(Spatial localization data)
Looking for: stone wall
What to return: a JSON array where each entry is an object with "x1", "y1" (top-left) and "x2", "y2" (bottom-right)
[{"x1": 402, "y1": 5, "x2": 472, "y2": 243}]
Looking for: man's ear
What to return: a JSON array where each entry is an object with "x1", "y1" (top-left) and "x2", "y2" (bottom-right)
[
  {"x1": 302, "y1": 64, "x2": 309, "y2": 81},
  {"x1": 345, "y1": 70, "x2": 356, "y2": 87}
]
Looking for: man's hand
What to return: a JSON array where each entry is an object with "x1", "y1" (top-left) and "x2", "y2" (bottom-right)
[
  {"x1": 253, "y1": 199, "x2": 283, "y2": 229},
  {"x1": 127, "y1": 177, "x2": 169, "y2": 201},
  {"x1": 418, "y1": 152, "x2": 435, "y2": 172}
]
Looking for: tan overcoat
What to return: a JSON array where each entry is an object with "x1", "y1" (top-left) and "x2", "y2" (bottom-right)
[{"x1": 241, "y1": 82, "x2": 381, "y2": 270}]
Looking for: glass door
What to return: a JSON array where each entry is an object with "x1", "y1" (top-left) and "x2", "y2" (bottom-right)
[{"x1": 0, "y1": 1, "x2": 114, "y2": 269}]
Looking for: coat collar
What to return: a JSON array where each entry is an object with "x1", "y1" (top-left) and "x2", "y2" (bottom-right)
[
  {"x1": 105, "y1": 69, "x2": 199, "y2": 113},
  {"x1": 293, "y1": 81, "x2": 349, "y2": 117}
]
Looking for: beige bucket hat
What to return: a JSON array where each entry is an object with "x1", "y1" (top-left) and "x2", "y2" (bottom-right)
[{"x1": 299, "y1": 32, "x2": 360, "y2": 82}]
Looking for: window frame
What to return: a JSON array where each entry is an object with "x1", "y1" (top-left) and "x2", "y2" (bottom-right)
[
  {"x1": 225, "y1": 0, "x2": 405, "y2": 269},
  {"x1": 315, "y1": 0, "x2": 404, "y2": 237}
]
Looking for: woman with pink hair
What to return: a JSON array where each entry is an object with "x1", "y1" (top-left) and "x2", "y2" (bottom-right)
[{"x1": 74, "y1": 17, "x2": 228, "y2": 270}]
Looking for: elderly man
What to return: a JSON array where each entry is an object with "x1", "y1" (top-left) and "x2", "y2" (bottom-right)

• _YOUR INSTRUCTIONS_
Reproduce exactly, and only, the lines from the start of the entries through the one that contains "Looking for: man's hand".

• _ANSWER FOR THE TASK_
Looking for: stone wall
What to return: a JSON array where each entry is an object with "x1", "y1" (top-left) and "x2", "y2" (bottom-right)
[{"x1": 402, "y1": 5, "x2": 472, "y2": 243}]
Looking for: man's ear
What to return: a JSON array where each entry is an object with "x1", "y1" (top-left) and "x2", "y2" (bottom-right)
[
  {"x1": 302, "y1": 64, "x2": 309, "y2": 81},
  {"x1": 345, "y1": 70, "x2": 356, "y2": 87}
]
Looking for: man's hand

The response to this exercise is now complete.